▸ **RECORD EXTRACTS**:
--- START ---
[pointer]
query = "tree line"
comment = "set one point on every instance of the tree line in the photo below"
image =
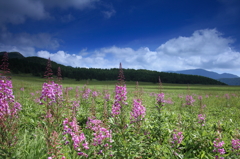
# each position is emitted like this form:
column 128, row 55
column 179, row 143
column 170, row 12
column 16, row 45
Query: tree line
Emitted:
column 37, row 66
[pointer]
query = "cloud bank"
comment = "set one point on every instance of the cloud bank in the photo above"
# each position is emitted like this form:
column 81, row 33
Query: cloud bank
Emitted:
column 17, row 11
column 206, row 49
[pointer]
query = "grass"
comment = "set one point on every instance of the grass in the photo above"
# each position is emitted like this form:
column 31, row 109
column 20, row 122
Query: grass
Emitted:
column 148, row 138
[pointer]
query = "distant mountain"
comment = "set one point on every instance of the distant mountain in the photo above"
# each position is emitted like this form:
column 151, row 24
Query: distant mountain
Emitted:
column 37, row 66
column 205, row 73
column 13, row 55
column 230, row 81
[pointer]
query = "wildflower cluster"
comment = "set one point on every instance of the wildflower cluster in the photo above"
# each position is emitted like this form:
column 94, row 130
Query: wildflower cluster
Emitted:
column 218, row 147
column 189, row 100
column 177, row 139
column 160, row 99
column 86, row 92
column 8, row 106
column 51, row 92
column 102, row 136
column 138, row 111
column 78, row 138
column 201, row 119
column 120, row 98
column 236, row 144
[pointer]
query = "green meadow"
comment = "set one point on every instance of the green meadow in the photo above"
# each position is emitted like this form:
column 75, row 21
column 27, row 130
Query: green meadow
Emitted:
column 173, row 121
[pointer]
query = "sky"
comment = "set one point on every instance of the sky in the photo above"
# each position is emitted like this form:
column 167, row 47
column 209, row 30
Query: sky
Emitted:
column 160, row 35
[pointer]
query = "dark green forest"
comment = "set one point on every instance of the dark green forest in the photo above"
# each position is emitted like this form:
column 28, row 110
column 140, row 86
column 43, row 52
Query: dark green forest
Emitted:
column 37, row 66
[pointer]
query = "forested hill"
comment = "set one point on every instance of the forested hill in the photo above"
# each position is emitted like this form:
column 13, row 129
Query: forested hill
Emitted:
column 37, row 66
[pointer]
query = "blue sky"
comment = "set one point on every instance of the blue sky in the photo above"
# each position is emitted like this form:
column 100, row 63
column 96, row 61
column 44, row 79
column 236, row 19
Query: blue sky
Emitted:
column 159, row 35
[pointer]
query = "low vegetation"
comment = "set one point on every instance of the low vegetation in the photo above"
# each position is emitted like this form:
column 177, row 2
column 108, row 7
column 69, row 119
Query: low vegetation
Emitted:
column 90, row 119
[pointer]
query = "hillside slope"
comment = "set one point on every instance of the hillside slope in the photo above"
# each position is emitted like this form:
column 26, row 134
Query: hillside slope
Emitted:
column 37, row 66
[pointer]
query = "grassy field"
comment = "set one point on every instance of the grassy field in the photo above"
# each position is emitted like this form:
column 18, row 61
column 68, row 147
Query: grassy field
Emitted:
column 95, row 119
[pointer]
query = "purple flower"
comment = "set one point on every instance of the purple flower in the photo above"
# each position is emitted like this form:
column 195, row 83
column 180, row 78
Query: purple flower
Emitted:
column 201, row 119
column 236, row 144
column 94, row 94
column 8, row 106
column 102, row 136
column 86, row 92
column 120, row 98
column 138, row 111
column 160, row 99
column 218, row 147
column 51, row 92
column 189, row 100
column 77, row 136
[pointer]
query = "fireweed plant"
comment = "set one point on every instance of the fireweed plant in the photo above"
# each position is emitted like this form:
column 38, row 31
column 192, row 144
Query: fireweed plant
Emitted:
column 9, row 110
column 116, row 122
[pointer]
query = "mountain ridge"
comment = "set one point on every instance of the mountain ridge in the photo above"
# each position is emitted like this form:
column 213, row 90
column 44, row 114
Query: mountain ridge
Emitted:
column 205, row 73
column 37, row 66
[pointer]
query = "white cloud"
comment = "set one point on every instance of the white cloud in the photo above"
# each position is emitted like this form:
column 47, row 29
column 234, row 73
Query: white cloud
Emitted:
column 17, row 11
column 206, row 49
column 26, row 43
column 12, row 11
--- END ---
▸ **DESCRIPTION OF THE TASK**: Restate word for word the entries above from the line with "Query: tree line" through the line with "the grass in", inclusive, leaving out everything else.

▸ **RESULT**:
Query: tree line
Emitted:
column 37, row 66
[pointer]
query = "cloud bank"
comment = "set one point on every instance of the cloud bank in the photo above"
# each position is emitted like this form:
column 81, row 33
Query: cloud bank
Emitted:
column 17, row 11
column 206, row 49
[pointer]
query = "grass"
comment = "set one point on every instance of the grass in the photo above"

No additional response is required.